Trecho do texto:
○ ○ ○ ○
X-Force #1, lançado no começo do ano de 1991 também, era a continuação da revista New Mutants, agora liderados por Cable, um título que foi cancelado no número #100 para dar lugar a essa nova série, que era escrita e desenhada por Rob Liefeld, com ajuda nos roteiros de Fabian Nicieza. Vendeu só um pouco menos que a X-Men de Jim Lee.
A DC precisava se adaptar para manter sua relevância na indústria de quadrinhos de super-heróis. Um dos ajustes foi surfar nessa onda de hiperestilização estética e impacto de design, e emular a arte dos desenhistas sensação do momento.
É por isso que o mood visual do Homem Linear é do Cable.
No entanto, a Marvel estava prestes a perder eles e outros de seus principais talentos criativos para a Image Comics. Fundada em 1992 por Todd McFarlane, Jim Lee, Rob Liefeld, Marc Silvestri, Whilce Porthacio, Erik Larsen e Jim Valentino, ela já estava em planejamento em 1991.
○ ○ ○ ○
Trecho de um conjunto de dados:
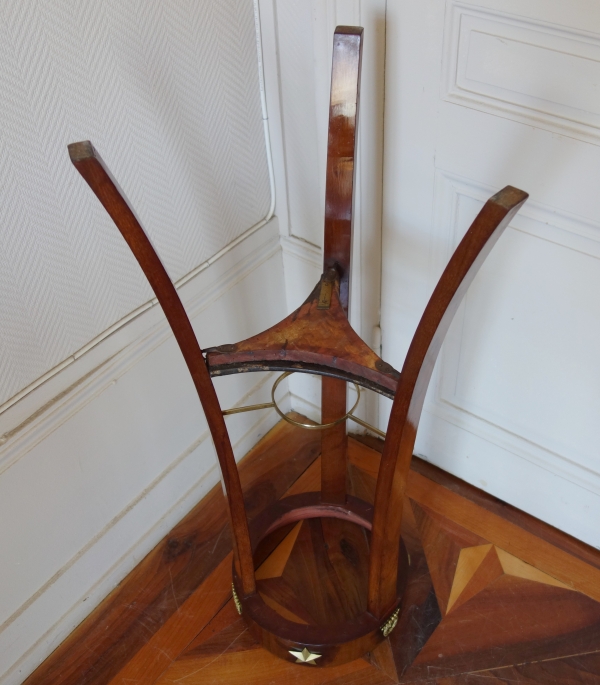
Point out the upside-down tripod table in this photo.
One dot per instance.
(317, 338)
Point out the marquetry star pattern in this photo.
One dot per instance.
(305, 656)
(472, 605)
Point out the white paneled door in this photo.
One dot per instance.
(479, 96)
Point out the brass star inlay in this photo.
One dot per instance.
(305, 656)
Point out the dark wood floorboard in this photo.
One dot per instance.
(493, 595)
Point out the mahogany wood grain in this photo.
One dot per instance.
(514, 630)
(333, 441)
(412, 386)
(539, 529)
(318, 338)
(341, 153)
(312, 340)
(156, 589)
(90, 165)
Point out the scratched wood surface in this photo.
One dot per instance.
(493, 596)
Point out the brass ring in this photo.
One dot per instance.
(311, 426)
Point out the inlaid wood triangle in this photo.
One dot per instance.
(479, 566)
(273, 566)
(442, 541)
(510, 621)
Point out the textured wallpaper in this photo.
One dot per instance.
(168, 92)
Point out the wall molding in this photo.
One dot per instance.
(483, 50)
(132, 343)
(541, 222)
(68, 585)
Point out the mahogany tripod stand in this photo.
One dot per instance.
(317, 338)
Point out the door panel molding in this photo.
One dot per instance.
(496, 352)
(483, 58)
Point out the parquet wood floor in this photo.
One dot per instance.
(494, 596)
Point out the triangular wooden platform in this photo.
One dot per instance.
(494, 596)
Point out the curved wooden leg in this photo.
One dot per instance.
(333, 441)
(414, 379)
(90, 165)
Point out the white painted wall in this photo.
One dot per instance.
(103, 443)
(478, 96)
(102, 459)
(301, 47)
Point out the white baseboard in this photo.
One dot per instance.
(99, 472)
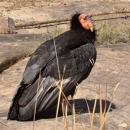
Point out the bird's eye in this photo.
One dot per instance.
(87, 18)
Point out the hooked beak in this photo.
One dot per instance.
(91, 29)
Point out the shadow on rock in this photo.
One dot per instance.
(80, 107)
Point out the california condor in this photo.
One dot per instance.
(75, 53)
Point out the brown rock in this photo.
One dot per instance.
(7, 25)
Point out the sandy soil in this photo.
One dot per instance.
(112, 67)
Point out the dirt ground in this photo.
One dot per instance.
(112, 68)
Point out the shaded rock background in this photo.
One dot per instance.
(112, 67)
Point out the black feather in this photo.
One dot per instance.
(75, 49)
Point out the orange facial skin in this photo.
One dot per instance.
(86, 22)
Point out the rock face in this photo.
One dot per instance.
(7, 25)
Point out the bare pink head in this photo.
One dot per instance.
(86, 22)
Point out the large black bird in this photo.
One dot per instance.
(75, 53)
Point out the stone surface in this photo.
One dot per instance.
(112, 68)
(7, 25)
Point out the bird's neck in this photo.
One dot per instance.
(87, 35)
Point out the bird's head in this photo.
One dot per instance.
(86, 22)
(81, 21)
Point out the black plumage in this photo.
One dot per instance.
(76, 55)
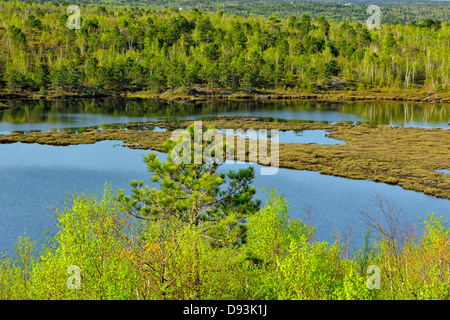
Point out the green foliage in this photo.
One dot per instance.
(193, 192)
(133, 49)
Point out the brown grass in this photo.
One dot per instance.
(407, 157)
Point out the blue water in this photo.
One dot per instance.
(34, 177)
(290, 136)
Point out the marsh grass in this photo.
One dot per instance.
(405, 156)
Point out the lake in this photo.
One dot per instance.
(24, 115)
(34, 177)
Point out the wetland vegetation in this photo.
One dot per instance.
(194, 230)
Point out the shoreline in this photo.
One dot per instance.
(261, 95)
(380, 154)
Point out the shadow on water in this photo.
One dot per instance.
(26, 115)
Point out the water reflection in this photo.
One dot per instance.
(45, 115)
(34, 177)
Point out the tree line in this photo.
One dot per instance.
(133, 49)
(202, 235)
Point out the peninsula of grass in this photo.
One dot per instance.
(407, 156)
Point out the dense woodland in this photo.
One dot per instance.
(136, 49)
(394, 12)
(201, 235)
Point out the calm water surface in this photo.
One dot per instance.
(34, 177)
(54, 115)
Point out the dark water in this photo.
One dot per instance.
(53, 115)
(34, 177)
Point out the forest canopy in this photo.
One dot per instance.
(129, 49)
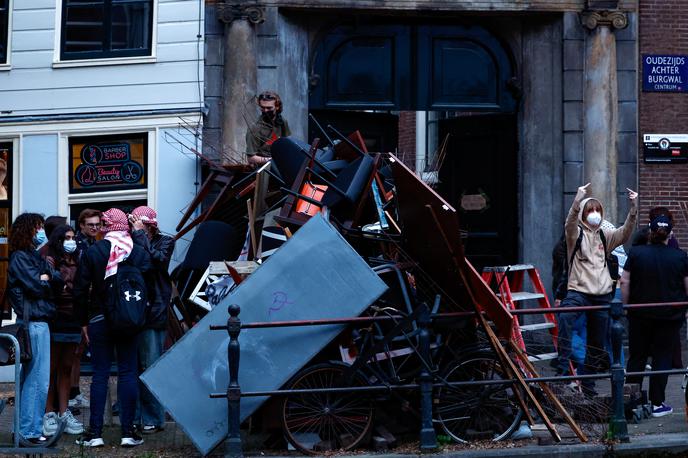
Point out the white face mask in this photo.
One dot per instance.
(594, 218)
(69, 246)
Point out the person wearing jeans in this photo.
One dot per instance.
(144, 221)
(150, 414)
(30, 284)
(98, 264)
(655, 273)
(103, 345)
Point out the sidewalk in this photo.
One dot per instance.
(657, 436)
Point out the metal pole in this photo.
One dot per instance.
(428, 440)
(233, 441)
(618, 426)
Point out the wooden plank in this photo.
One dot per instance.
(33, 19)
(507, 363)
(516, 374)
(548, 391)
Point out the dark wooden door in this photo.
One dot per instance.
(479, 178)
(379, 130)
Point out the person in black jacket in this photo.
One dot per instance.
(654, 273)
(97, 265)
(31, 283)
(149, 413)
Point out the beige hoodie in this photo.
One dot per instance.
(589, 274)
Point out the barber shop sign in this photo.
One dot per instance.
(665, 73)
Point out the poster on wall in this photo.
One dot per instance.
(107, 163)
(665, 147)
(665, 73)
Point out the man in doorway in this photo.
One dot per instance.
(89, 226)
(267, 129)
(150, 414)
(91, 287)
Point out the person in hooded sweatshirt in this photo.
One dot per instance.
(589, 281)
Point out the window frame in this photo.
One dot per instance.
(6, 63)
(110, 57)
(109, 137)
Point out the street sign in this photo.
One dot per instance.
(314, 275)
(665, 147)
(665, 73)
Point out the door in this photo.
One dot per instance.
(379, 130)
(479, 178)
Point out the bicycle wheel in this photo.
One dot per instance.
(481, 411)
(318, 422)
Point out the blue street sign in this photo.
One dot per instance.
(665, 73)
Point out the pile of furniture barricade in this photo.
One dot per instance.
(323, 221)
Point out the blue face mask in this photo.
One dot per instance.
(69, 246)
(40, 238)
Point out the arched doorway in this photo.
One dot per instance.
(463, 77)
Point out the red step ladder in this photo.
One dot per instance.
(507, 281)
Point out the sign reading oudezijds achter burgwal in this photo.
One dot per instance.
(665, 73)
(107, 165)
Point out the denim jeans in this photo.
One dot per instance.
○ ○ ○ ○
Instrução 1:
Devolva a parte do texto sobre quadrinhos começando em "A DC precisava" e terminando em "sensação do momento.".
Instrução 2:
Com base no texto sobre quadrinhos, explique em uma a três frases por que o mood visual do Homem Linear é do Cable.
Instrução 3:
Indique se cada afirmação concorda com o texto sobre quadrinhos, respondendo sim ou não e citando as palavras decisivas do texto: (a) X-Force foi escrita e desenhada por Rob Liefeld; (b) X-Force vendeu mais que a X-Men de Jim Lee; (c) a Image Comics foi fundada em 1991.

Resultado final 1:
A DC precisava se adaptar para manter sua relevância na indústria de quadrinhos de super-heróis. Um dos ajustes foi surfar nessa onda de hiperestilização estética e impacto de design, e emular a arte dos desenhistas sensação do momento.

Resultado final 2:
Porque a DC precisava se adaptar para manter sua relevância na indústria de quadrinhos de super-heróis. Um dos ajustes foi surfar na onda de hiperestilização estética e impacto de design e emular a arte dos desenhistas sensação do momento.

Resultado final 3:
(a) Sim: "que era escrita e desenhada por Rob Liefeld".
(b) Não: "Vendeu só um pouco menos que a X-Men de Jim Lee."
(c) Não: "Fundada em 1992".